**PROMPT**
Copy each entry below exactly. No images.

------

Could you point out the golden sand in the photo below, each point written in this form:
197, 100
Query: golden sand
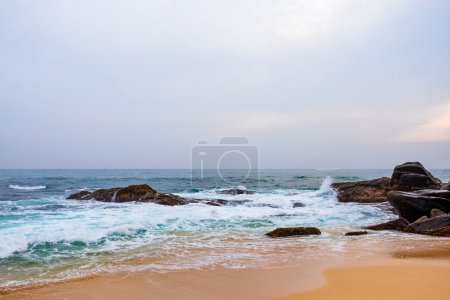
402, 275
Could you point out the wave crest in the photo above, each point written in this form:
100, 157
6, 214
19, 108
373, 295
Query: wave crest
27, 187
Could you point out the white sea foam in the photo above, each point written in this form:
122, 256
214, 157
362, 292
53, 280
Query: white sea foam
26, 187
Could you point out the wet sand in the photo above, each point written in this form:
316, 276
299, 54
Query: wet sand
388, 280
418, 274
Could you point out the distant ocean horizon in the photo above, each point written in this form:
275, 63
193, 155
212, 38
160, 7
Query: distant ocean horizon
46, 237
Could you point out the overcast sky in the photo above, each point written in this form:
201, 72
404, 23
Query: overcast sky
312, 84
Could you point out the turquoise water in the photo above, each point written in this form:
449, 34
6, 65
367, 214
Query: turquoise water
46, 237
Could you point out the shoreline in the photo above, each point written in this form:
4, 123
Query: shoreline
310, 279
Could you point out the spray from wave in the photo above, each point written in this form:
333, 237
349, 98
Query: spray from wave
26, 187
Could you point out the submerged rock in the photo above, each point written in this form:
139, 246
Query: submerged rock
293, 231
413, 205
436, 213
412, 176
399, 225
236, 192
355, 233
144, 193
132, 193
368, 191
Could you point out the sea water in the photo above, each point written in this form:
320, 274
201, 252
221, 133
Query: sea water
45, 237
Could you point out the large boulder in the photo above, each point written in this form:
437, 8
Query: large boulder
413, 205
137, 193
293, 231
144, 193
236, 192
368, 191
412, 176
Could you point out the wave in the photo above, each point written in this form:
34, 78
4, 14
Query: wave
27, 187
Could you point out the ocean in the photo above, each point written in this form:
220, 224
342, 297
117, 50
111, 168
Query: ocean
44, 237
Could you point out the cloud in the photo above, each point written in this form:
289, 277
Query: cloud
93, 26
436, 128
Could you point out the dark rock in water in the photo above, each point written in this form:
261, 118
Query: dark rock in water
354, 233
446, 186
293, 231
412, 176
79, 195
413, 205
399, 225
436, 213
444, 232
421, 219
236, 192
137, 193
144, 193
368, 191
219, 202
429, 224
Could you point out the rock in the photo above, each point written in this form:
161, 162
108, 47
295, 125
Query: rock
236, 192
353, 233
429, 224
144, 193
413, 205
436, 213
412, 176
368, 191
399, 225
421, 219
444, 232
293, 231
446, 186
79, 195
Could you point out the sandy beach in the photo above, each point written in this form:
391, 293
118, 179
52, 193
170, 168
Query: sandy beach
392, 275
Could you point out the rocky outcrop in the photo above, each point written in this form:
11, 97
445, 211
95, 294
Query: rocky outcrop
293, 231
407, 177
398, 225
236, 192
412, 176
136, 193
356, 233
368, 191
144, 193
413, 205
446, 186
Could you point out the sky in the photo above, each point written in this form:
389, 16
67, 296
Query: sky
310, 84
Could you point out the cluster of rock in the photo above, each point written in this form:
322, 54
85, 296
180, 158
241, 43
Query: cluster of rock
421, 200
144, 193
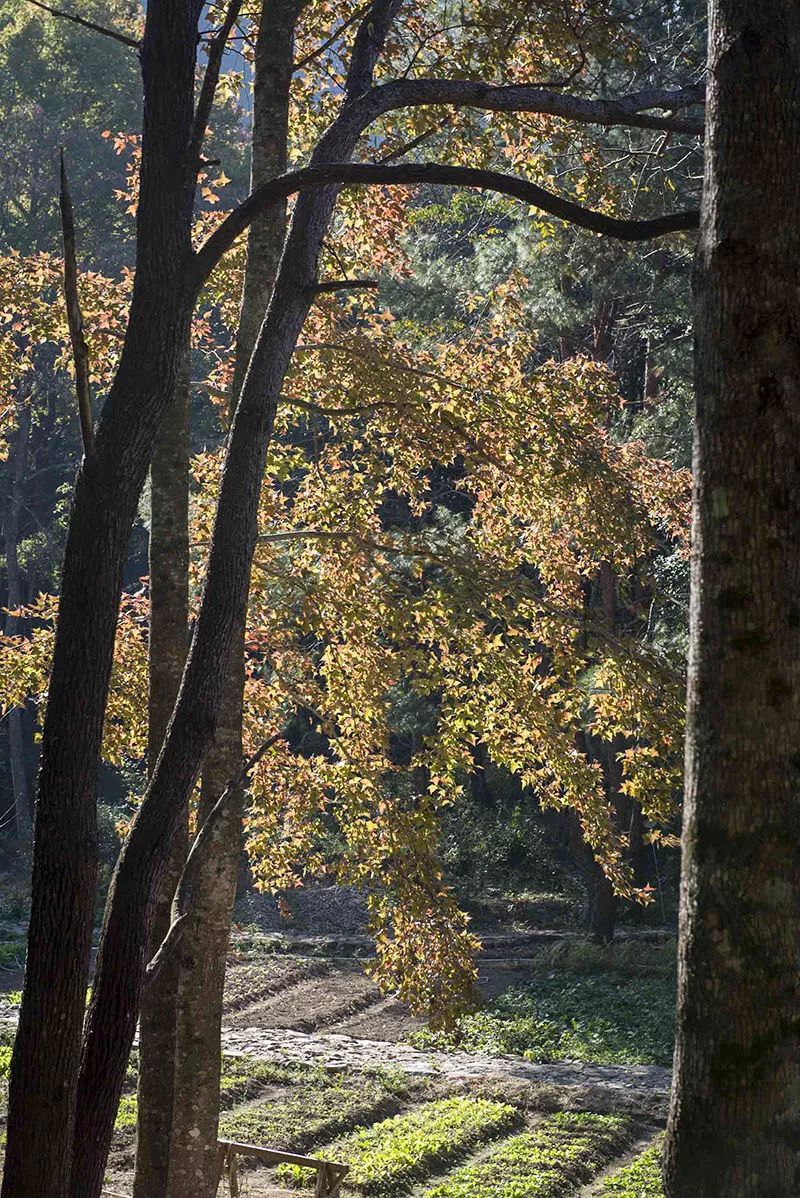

------

**SOLVED EXERCISE**
Could you point out the golden sand in the photo below, each point written in this form:
197, 100
Query: golden sand
402, 275
Could you point out the wave crest in the photo above, each point written in this form:
100, 157
6, 214
19, 108
373, 295
Query: wave crest
27, 187
Could you point out the white sea foam in the photo above, each point written in this form:
122, 256
214, 157
362, 292
53, 280
Query: white sea foam
26, 187
Could you point out the wet sand in the photo above, each point written in this form:
316, 276
299, 54
Query: wet sand
388, 280
418, 274
Could you point out the distant ocean horizon in the photo above, each point written in this form:
275, 63
193, 155
212, 38
160, 7
Query: distant ocean horizon
46, 237
Could you point out the overcast sky in the photo above, each point written in this form:
201, 72
404, 23
Query: overcast sky
312, 84
Could you point out the turquoise water in the photo above, each point written in this form:
449, 34
6, 65
367, 214
Query: turquoise water
46, 237
Could you point out the shoreline in the photo above, each point written in this form:
4, 123
Query: shoreline
310, 279
Could you point out the spray from wave in the photo above, each point written in this form:
333, 237
349, 98
Query: spray from wave
26, 187
Could you point out the submerged rock in the photo above, each point written in this form:
139, 246
Query: submerged rock
293, 231
413, 205
436, 213
412, 176
399, 225
236, 192
355, 233
144, 193
132, 193
368, 191
Could you point out the sea water in the photo above, each point written in this form:
320, 274
201, 252
221, 133
Query: sea water
45, 237
Could you point out the large boulder in the photo above, each point written in this form:
437, 8
Query: large boulder
413, 205
137, 193
293, 231
144, 193
236, 192
368, 191
412, 176
Could you point out the wave in the photo above, each point written in this form:
34, 78
4, 14
Query: wave
27, 187
Could you point out the ocean in the photo above, each point written in this form:
220, 224
342, 297
117, 50
111, 168
Query: ocean
44, 237
Could you point out the cloud in the photo above, each point written in this form:
289, 277
Query: cloud
93, 26
436, 128
Could you point out the dark rock in water in the photo above, each point written in this form:
261, 118
Query: dark rock in water
354, 233
446, 186
293, 231
412, 176
79, 195
413, 205
399, 225
436, 213
444, 232
421, 219
236, 192
137, 193
144, 193
368, 191
219, 202
429, 224
Could you point out the rock in the photo above, each point written in this form:
161, 162
108, 47
295, 125
Query: rock
236, 192
353, 233
429, 224
144, 193
413, 205
436, 213
412, 176
368, 191
399, 225
421, 219
444, 232
293, 231
446, 186
79, 195
Could you point out the sandy beach in the photo above, each point written in this form:
391, 293
118, 179
52, 193
170, 168
Query: sandy beach
392, 275
Could you point out the rocky outcrop in the photo above, each point written in this form:
11, 97
445, 211
95, 294
Query: rocky outcrop
293, 231
407, 177
398, 225
236, 192
412, 176
136, 193
356, 233
368, 191
144, 193
413, 205
446, 186
Could you point out the sky in the photo above, each point written in this form:
389, 16
67, 296
Query: sky
310, 84
Could you point out the cluster of rock in the photo above, each point written in this form:
322, 54
85, 296
180, 158
241, 43
Query: cluster of rock
421, 200
144, 193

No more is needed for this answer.